§ DOCUMENT SEGMENT
By SHERIDAN CYR
The Planning and Zoning Commission listened to a special permit application for “About Wellness, LLC,” the second medical marijuana dispensary to come before the commission in the last month. The PZC tabled action on the decision until their next meeting with the expectation the applicant, Raj Patel, will return with additional information.
Patel operates a medical marijuana dispensary in Milford that opened in 2016 and said the proposed Southington facility would operate the same way.
“I can tell you that operating a medical marijuana dispensary is exactly like running a pharmacy in terms of the processes we take in dispensing, regulatory oversight by the state and the Department of Consumer Protection, and staffing with pharmacists and pharmacy technicians,” said Patel.
Patel said the proposed location of Knotter Drive was chosen to keep the facility away from any sensitive areas. “We believe the location is appropriate because it is in a business zone and is more than 1,000 feet away from any residences, churches, schools and other sensitive identifiers in state regulation.”
A traffic study presented by Kwesi Brown of Milone & MacBroom, a civil engineering and landscape architecture in Cheshire, reported the facility would have a “minimal effect” of traffic operations on route 322. For the study, Brown focused on traffic at the existing Milford dispensary, which is similarly sized.
Brown said about 23 patrons visit the facility from the “peak p.m. hour” of 5 to 6 p.m., resulting in about 46 trips (in and out) during peak hour. He said this would likely be a “worst case scenario” since the Milford facility covers a wider geographic area from the New York state line to New Haven.
“We don’t anticipate that for this particular space,” Brown said. He said according to Department of Transportation data, about 900 vehicles travel on route 322 during the peak p.m. hour, so they anticipate minimal effect to that. “We feel there will basically be no impact of traffic operations on 322.”
The site plan includes 20 parking spots.

§ EXCERPTED DATA
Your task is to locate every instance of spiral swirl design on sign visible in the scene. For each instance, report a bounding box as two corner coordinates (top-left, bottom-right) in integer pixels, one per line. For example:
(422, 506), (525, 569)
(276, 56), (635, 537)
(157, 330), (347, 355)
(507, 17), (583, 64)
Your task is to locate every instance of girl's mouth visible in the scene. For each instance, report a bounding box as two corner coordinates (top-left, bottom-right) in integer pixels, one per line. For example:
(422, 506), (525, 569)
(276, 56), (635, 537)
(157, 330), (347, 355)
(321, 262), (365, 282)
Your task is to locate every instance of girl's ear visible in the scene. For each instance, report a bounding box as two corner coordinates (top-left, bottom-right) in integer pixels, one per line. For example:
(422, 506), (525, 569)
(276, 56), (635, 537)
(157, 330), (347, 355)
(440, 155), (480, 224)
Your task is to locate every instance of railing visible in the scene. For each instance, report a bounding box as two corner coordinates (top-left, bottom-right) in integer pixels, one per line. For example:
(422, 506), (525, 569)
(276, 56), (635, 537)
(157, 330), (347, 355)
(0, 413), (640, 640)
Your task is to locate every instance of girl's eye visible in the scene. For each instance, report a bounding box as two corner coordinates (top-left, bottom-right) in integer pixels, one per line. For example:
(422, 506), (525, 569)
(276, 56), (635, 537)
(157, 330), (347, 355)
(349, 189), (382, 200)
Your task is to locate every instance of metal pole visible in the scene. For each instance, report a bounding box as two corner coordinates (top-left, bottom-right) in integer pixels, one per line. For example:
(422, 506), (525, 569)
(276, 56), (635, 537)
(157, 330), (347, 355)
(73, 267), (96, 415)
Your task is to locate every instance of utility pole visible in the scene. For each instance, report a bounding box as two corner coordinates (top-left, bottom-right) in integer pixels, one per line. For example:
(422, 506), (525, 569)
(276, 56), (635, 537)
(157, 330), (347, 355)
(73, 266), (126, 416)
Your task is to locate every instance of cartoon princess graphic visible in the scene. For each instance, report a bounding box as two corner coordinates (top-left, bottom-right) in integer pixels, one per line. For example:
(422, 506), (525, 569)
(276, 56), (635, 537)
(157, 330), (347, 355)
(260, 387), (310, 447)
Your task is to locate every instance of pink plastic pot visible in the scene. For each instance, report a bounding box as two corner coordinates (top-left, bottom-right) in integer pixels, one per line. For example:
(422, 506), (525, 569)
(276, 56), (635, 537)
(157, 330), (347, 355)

§ CHECK YOUR UNDERSTANDING
a - In the article on the Southington medical marijuana dispensary application, how many parking spots does the site plan include?
b - Resume the article about the proposed Southington medical marijuana dispensary, picking up after its last sentence.

§ WRITTEN RESPONSES
a - 20 parking spots.

b -
Agent from William Raveis Real Estate, Tammy Varney, looked at property values in Milford as well as Bristol, which also has a dispensary, for her report from a service called Multiple Listings Service (MLS) which shows statistics from property sales including foreclosures and short sale properties.
Varney reported property values increased in both towns.
“You will see from the data that it looks like property valued increased, although we don’t see that as a result of having a dispensary in town. It’s just a result of the housing market in Connecticut right now,” said Varney. “As a realtor in business for 15 years I can pretty much guarantee you the dispensary will have no impact, or at least no negative impact, on residential property.”
PZC chair Mike DelSanto (R) requested Varney return to the next meeting with property value information specifically within a one-mile radius of the dispensaries. Additionally, Paul Chaplinsky (R) asked if Varney could compare a history of Milford property values to a similar municipality that does not have a dispensary in town.
Milone & MacBroom senior planner and vice president Vincent McDermott offered his professional opinion to the applications compliance with regulations set forth by the PZC.
“It is our professional opinion that to operate at this location is consistent with the standards set forth,” McDermott said. The commission had previously approved the site for retail in a business zone. They additionally set regulation limits on medical marijuana dispensaries to two zones: either a B zone or a central business zone. “Therefore you have approved the use, so tonight’s discussion is not a question of use in a business zone, but a question of if this particular location suitable for a business that is already approved by your regulations.”
McDermott said the PZC has control to regulate the particular type of retail use. He said the PZC put additional requirements for medical marijuana as to its location and relationships to other types of marijuana uses.
“That’s where you have the control to regulate this particular type of retail use,” he said. “When you approved that retail use, by whatever method you did at 30 Knotter Drive, that becomes open-ended to other permitted uses in the zone.”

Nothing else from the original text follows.